- SHORT PROBLEM A
Please return, unchanged, the lines of the records below from the line with "of the wispy" up to and including the line with "[[12, 91], [19, 55], [123, 79], [151, 69]]".

- DOCUMENT SECTION
━━━━━━━━━━

3. Tentative correspondences and RANSAC

Preliminaries

Before we start, we'll need a function pts=detect_and_describe(img,detpar,descpar) connecting the previously implemented functions together, such that it detects, geometrically and photometrically normalizes and describes feature points in the input image img. Detector parameters will be passed in structure detpar:

for Hessian detector::

detpar.type='hessian';
detpar.sigma % sigma for derivatives
detpar.threshold

for Harris detector:

detpar.type='harris';
detpar.sigmad % sigma for derivatives
detpar.sigmai % sigma for integration
detpar.threshold

for Hessian detector in scale-space

detpar.type='sshessian';
detpar.threshold

for MSER detector

detpar.type='mser';
detpar.min_margin % requested stability
detpar.min_size   % area of the smallest region (in pixels)
detpar.max_area   % area of the biggest region (in relation to image area, in range <0, 1>)

Parameters for normalization and description will be passed in structure descpar

descpar.type % type of the description ('dct' nebo 'ghisto' nebo 'sift')
descpar.ps % size of patch
descpar.ext % size of feature point neighborhood in canonical coordinate system

extra for DCT descriptor:

descpar.num_coeffs % number of coefficient in zig-zag order

extra for ghisto:

descpar.num_bins % number of bins in one ax of histogram

The structure pts on the output is in the format of function affnorm (array x,y,a11,a12,a21,a22,patch) and photonorm (mean,std) from last labs, for each point <latex>i</latex> adds array pts(i).desc with the description as a column vector. You can find function detect_and_describe here.

Tentative correspondences

After detection and description, which run on each image of the scene separately, we need to find correspondences between the images. The first phase is looking for the tentative correspondences (sometimes called “matches”). A tentative correspondence is a pair of features with descriptions similar in some metric. From now on, we will refer to our images of the scene as the left one and the right one. The easiest way is to establish tentative correspondences is to find all distances between the descriptions of features detected in the left and the right image. We call this table a “distance matrix”. We will compute the distance in Euclidean space. Let's try several methods for correspondence selection:

Tentative correspondences of mutually nearest descriptions are created, when the nearest description in the left image for description A from right image is description B and at the same time, description A is the closest description in the right image to description B from the left image.

━━━━━━━━━━

- SUPPLIED RECORDS
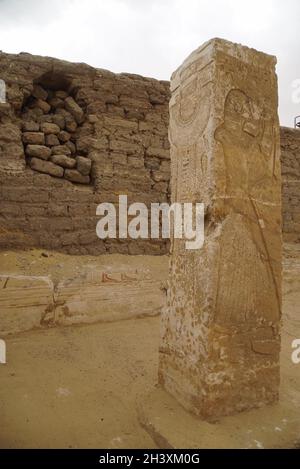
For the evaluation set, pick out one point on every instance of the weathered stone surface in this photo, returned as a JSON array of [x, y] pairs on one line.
[[23, 302], [38, 151], [75, 176], [39, 92], [83, 165], [220, 342], [52, 140], [49, 128], [46, 167], [56, 103], [59, 120], [110, 291], [61, 94], [74, 109], [43, 105], [71, 124], [61, 150], [30, 126], [64, 136], [33, 138], [64, 161]]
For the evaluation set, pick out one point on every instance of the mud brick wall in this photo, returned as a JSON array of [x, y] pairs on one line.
[[290, 168], [119, 136], [72, 136]]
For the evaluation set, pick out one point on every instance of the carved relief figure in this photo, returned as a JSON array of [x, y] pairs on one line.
[[248, 172]]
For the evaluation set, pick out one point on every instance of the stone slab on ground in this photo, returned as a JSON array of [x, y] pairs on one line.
[[41, 289], [170, 426]]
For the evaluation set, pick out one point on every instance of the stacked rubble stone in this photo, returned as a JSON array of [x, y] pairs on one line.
[[124, 133], [51, 119]]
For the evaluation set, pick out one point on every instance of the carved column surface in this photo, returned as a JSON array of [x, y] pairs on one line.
[[220, 338]]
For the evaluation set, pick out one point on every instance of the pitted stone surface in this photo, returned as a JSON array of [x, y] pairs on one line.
[[220, 339]]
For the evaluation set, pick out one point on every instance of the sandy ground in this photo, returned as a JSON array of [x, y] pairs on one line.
[[77, 386]]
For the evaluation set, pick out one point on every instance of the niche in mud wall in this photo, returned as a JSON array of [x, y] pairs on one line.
[[51, 121]]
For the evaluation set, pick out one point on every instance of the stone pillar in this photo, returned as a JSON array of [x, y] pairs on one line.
[[220, 338]]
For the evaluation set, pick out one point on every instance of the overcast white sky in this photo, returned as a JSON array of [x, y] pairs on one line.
[[153, 37]]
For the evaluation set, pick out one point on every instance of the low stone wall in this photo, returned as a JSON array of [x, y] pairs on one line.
[[94, 135], [59, 117]]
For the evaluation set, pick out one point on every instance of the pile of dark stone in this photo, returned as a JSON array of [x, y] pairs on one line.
[[50, 122]]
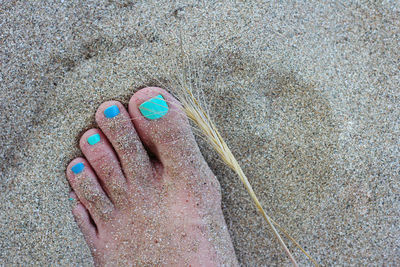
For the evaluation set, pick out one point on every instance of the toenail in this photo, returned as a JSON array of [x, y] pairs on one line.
[[154, 108], [94, 139], [78, 168], [111, 112]]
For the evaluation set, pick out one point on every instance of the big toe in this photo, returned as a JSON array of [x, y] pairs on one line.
[[163, 127]]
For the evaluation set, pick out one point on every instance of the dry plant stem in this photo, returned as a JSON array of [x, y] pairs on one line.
[[202, 120]]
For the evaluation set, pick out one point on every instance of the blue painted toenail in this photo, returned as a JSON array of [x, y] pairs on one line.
[[94, 139], [111, 112], [78, 168], [154, 108]]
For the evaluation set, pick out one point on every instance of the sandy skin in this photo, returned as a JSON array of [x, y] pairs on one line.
[[144, 194]]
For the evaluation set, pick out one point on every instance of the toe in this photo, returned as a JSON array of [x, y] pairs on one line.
[[83, 220], [116, 124], [101, 156], [163, 126], [90, 193]]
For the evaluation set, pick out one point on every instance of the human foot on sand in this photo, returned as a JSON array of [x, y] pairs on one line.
[[144, 194]]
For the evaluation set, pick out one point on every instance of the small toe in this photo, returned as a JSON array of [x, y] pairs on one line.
[[101, 156], [116, 124], [164, 128], [83, 220], [84, 182]]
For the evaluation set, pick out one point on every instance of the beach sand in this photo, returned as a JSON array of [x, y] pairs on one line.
[[306, 95]]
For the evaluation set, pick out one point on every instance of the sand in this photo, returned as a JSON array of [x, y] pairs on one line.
[[306, 95]]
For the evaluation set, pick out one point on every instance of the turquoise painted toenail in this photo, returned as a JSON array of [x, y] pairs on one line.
[[154, 108], [78, 168], [94, 139], [111, 112]]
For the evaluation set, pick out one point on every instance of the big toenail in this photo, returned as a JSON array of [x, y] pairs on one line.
[[94, 139], [154, 108], [111, 112], [78, 168]]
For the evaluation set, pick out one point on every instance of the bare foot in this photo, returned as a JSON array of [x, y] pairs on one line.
[[138, 207]]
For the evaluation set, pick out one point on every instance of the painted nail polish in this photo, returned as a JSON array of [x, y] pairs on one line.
[[78, 168], [94, 139], [111, 112], [154, 108]]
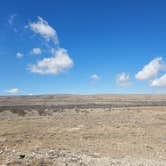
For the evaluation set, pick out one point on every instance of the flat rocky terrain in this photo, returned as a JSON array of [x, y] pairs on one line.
[[83, 130]]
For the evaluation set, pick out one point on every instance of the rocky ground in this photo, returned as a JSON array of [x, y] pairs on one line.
[[48, 131]]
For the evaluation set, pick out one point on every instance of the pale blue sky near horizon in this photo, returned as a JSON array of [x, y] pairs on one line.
[[108, 42]]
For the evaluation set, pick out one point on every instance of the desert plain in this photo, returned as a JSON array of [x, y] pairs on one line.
[[83, 130]]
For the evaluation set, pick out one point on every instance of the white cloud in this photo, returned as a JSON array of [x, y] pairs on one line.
[[94, 77], [19, 55], [159, 82], [11, 19], [30, 94], [42, 28], [12, 91], [36, 51], [122, 79], [59, 62], [151, 69]]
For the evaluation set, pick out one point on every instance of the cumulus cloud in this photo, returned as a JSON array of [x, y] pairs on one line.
[[59, 62], [122, 79], [159, 82], [12, 91], [19, 55], [42, 28], [151, 69], [36, 51], [95, 77]]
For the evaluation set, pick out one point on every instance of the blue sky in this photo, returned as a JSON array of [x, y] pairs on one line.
[[108, 46]]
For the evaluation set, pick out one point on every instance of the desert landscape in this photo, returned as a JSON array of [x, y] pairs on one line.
[[83, 130]]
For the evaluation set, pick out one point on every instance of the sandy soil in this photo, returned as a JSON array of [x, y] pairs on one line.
[[133, 135]]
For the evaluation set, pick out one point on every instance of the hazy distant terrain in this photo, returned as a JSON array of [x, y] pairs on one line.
[[83, 130]]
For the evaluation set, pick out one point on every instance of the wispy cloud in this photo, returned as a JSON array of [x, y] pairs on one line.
[[12, 91], [19, 55], [123, 79], [151, 69]]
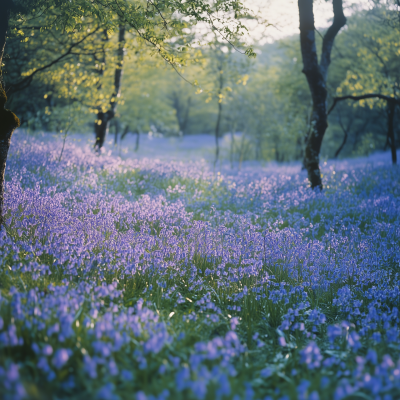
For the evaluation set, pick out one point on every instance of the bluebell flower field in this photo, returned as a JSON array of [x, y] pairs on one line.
[[147, 279]]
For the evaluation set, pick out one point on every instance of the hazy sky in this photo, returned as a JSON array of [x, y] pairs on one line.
[[284, 15]]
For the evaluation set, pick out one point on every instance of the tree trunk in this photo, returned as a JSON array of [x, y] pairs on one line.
[[103, 118], [391, 113], [316, 75], [8, 123], [8, 120], [217, 127], [137, 141]]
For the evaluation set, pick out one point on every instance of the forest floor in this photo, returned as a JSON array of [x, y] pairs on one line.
[[136, 277]]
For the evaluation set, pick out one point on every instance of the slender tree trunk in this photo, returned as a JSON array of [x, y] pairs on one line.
[[186, 118], [217, 128], [233, 130], [316, 74], [8, 120], [218, 124], [104, 118], [116, 131], [137, 141], [391, 112], [8, 123]]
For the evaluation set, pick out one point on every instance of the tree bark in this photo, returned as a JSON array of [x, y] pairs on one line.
[[8, 123], [8, 120], [391, 112], [218, 124], [316, 74], [103, 118]]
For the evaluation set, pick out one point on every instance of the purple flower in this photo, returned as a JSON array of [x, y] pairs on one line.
[[311, 356], [60, 358]]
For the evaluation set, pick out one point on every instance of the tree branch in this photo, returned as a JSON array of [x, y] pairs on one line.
[[339, 20], [363, 97]]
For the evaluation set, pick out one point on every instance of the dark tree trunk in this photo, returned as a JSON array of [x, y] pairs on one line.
[[217, 128], [137, 141], [183, 126], [103, 118], [391, 112], [218, 124], [116, 131], [316, 74], [8, 120], [8, 123]]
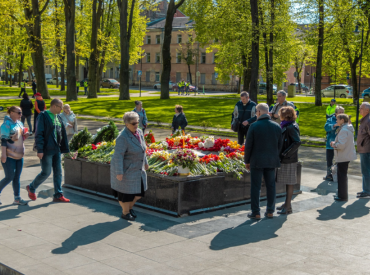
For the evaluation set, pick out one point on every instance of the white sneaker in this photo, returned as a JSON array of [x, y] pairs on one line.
[[20, 201]]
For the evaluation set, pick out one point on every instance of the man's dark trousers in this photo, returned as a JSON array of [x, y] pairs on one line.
[[256, 180]]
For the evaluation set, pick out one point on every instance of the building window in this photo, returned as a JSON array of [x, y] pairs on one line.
[[202, 78], [147, 77], [203, 58], [178, 77], [158, 58]]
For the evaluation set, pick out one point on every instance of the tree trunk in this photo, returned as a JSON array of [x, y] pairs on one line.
[[253, 88], [94, 58], [320, 49], [70, 13], [125, 36], [166, 49]]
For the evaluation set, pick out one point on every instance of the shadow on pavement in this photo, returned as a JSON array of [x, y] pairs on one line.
[[357, 209]]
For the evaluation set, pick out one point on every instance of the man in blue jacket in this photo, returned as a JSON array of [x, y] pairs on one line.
[[245, 111], [261, 155], [51, 141], [331, 127]]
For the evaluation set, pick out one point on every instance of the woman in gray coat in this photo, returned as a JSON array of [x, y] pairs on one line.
[[128, 165]]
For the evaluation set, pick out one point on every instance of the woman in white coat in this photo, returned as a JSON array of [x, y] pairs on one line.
[[344, 152]]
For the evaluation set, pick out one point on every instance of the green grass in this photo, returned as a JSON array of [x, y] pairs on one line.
[[216, 110]]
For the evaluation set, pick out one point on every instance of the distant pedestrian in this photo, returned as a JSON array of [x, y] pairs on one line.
[[12, 152], [244, 114], [330, 110], [344, 150], [27, 106], [179, 119], [34, 86], [40, 106], [23, 88], [331, 127], [128, 166], [70, 121], [262, 149], [363, 147], [143, 120], [287, 173], [51, 141], [281, 102]]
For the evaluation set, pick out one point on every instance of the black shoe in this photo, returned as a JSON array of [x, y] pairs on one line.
[[254, 216], [336, 198], [128, 217], [132, 212]]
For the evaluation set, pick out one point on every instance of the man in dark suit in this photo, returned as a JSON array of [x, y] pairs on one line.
[[261, 156]]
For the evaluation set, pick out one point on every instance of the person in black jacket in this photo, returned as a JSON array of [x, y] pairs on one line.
[[287, 173], [245, 113], [261, 156], [51, 141], [179, 119], [27, 106]]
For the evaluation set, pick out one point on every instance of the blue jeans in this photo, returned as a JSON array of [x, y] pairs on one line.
[[12, 170], [365, 170], [256, 180], [48, 162]]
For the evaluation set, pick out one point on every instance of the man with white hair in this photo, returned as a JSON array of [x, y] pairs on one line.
[[281, 102], [363, 147], [262, 148]]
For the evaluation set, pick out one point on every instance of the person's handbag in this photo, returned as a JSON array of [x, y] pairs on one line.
[[235, 125]]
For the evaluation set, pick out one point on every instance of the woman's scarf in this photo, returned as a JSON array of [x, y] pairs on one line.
[[285, 123]]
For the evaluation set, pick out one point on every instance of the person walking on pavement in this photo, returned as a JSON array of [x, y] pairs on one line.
[[261, 156], [34, 86], [51, 141], [23, 88], [330, 110], [344, 149], [363, 147], [12, 152], [40, 106], [27, 106], [331, 127], [245, 113], [85, 86], [281, 102]]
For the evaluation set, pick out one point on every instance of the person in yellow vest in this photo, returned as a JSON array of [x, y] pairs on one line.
[[23, 88], [78, 86], [85, 86], [330, 111]]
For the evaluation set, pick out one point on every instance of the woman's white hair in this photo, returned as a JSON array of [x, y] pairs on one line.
[[128, 117]]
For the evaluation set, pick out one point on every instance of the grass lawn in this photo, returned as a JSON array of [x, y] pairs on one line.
[[215, 110]]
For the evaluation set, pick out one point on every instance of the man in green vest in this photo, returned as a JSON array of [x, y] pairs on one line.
[[330, 111], [23, 88], [85, 86], [78, 86]]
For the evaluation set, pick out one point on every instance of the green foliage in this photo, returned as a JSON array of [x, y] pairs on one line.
[[80, 140], [107, 133]]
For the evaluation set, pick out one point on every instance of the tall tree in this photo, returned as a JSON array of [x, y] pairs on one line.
[[166, 48]]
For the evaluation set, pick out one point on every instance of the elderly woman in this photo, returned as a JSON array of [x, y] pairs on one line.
[[70, 121], [287, 173], [179, 119], [344, 151], [128, 165], [143, 120]]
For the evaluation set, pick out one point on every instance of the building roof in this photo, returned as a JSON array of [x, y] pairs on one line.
[[178, 22]]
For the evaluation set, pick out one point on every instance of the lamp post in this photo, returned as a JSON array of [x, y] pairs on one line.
[[359, 78]]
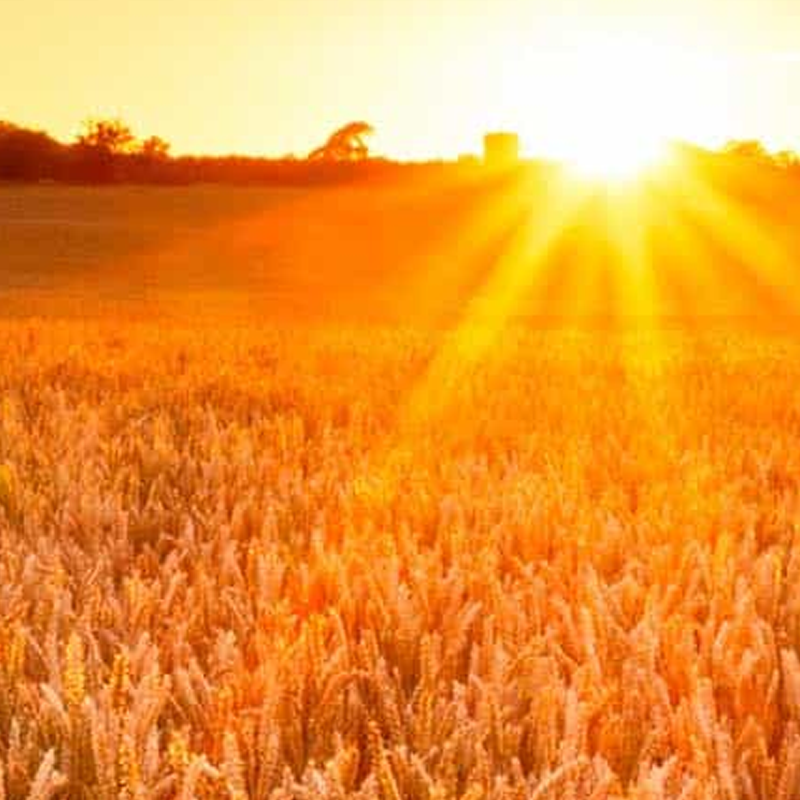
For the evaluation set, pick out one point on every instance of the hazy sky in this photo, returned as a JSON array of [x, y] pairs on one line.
[[274, 76]]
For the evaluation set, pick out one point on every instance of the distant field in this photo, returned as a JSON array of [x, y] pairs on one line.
[[407, 251], [266, 248]]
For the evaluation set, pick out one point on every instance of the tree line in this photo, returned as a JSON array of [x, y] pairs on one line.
[[107, 151]]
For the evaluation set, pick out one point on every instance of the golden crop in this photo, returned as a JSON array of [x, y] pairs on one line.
[[326, 563]]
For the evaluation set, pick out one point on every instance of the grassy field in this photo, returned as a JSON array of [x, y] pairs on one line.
[[326, 555]]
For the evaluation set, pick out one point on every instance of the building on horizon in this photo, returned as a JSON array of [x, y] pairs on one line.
[[501, 149]]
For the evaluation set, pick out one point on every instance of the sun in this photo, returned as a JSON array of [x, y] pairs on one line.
[[611, 108], [616, 157]]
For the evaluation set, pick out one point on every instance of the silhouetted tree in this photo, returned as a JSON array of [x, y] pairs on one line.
[[154, 148], [110, 135], [345, 144]]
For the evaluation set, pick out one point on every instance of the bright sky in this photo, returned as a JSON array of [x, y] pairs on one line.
[[275, 76]]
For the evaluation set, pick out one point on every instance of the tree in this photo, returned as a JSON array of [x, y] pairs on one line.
[[110, 136], [345, 144], [154, 148]]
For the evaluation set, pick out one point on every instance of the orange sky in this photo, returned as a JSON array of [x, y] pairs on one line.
[[273, 76]]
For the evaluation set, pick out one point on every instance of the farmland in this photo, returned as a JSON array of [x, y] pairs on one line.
[[278, 519]]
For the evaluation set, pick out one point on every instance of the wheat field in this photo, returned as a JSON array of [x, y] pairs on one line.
[[334, 562]]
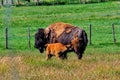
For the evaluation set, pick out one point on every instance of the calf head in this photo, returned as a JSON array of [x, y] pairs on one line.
[[40, 40]]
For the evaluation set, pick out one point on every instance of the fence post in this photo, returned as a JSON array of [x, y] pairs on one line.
[[90, 34], [113, 32], [29, 45], [6, 38]]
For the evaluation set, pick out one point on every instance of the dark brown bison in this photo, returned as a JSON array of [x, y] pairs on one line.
[[63, 33]]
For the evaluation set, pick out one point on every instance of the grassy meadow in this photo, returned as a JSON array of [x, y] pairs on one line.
[[101, 60]]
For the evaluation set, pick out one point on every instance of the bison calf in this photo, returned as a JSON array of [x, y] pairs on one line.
[[56, 49]]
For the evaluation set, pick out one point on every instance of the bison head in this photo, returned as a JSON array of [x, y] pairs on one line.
[[40, 40]]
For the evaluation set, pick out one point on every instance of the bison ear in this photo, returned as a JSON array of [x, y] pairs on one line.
[[47, 31]]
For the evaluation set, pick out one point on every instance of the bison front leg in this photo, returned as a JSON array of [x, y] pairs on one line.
[[79, 53]]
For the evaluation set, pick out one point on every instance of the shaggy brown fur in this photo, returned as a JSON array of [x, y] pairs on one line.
[[55, 49], [76, 42]]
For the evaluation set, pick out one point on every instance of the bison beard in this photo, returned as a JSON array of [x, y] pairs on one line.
[[63, 33]]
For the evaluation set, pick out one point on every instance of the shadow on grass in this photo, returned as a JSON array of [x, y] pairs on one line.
[[101, 45]]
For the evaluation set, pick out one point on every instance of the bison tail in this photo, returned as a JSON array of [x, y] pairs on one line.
[[85, 38]]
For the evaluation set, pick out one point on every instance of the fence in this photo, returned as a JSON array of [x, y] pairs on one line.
[[49, 2], [25, 37]]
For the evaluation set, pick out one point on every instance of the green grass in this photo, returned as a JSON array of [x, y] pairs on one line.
[[100, 61], [101, 16]]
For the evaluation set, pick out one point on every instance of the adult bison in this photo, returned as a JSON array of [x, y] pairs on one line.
[[64, 33]]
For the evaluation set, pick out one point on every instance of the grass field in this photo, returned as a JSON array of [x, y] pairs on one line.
[[101, 60]]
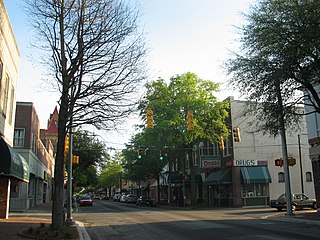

━━━━━━━━━━

- SHORT PROBLEM B
Retype the passage of the text on tentative correspondences from "for Hessian detector in" up to and including "range <0, 1>)", character for character.

- TASK SOLUTION A
For the evaluation set, pick out one point on every instance of the wispy cloud in this photo, returned as a JSON array of [x, y] pairs on one line.
[[12, 91], [19, 55], [123, 79], [151, 69]]

- TASK SOLUTION B
for Hessian detector in scale-space

detpar.type='sshessian';
detpar.threshold

for MSER detector

detpar.type='mser';
detpar.min_margin % requested stability
detpar.min_size   % area of the smallest region (in pixels)
detpar.max_area   % area of the biggest region (in relation to image area, in range <0, 1>)